• [WORK REQUIRED] What lines below include the word "spectator"? Copy each one.
[Start of section]
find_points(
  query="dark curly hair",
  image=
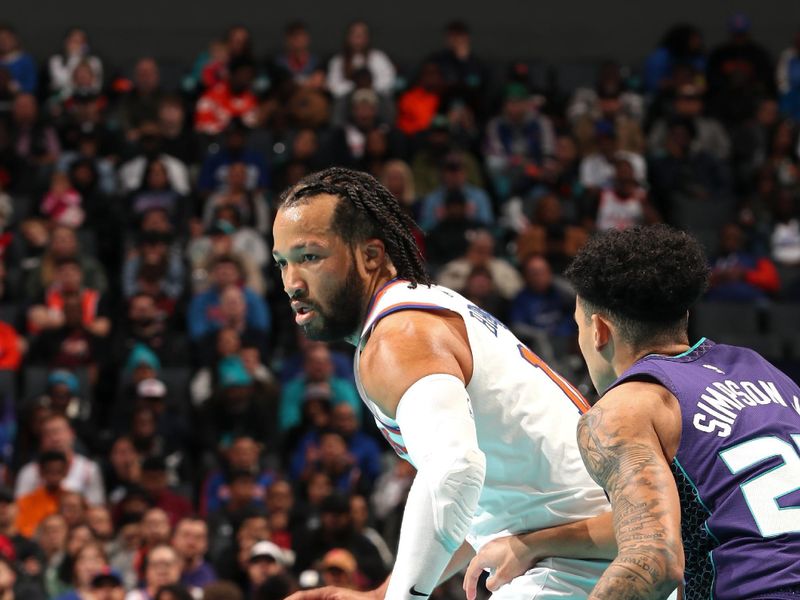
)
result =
(644, 279)
(366, 210)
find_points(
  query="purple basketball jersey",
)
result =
(737, 470)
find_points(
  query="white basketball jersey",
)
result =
(526, 417)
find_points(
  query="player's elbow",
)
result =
(673, 571)
(456, 483)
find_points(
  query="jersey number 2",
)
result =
(763, 491)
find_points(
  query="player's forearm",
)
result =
(458, 562)
(638, 574)
(589, 538)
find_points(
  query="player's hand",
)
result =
(506, 557)
(332, 593)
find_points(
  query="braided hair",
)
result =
(366, 210)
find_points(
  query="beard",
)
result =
(344, 315)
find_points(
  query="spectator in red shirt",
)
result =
(229, 100)
(417, 107)
(154, 480)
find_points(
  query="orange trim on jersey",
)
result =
(377, 297)
(577, 398)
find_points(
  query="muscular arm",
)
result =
(625, 441)
(415, 367)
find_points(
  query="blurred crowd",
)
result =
(165, 432)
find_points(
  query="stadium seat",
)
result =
(785, 324)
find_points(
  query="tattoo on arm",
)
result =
(636, 479)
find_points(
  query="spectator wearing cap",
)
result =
(107, 584)
(597, 168)
(740, 72)
(83, 475)
(607, 102)
(709, 137)
(156, 482)
(190, 540)
(356, 54)
(229, 99)
(434, 146)
(44, 500)
(417, 106)
(454, 178)
(233, 316)
(336, 531)
(204, 314)
(140, 103)
(88, 562)
(517, 141)
(319, 381)
(135, 173)
(243, 454)
(266, 560)
(448, 240)
(236, 409)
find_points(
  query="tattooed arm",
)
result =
(626, 441)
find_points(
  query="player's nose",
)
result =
(293, 283)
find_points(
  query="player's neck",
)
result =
(666, 349)
(374, 286)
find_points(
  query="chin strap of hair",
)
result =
(438, 428)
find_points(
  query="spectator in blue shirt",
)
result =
(205, 315)
(545, 305)
(317, 381)
(19, 63)
(454, 177)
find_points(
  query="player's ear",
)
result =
(601, 332)
(374, 254)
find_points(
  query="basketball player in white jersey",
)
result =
(489, 426)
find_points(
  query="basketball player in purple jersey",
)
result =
(699, 443)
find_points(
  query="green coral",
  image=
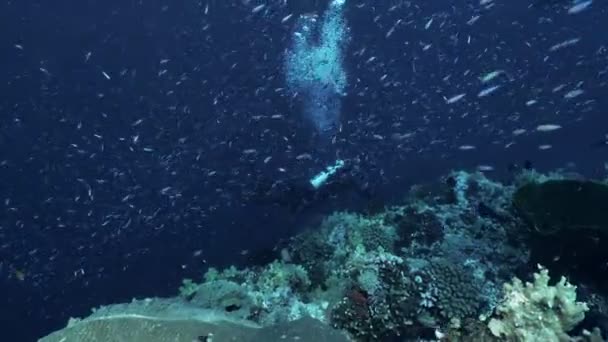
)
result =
(536, 311)
(450, 289)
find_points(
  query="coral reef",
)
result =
(536, 311)
(431, 268)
[End of section]
• [FINISHED EXERCISE]
  query="spectator in red shirt",
  query="spectator wearing cap",
  query="spectator in blue shirt",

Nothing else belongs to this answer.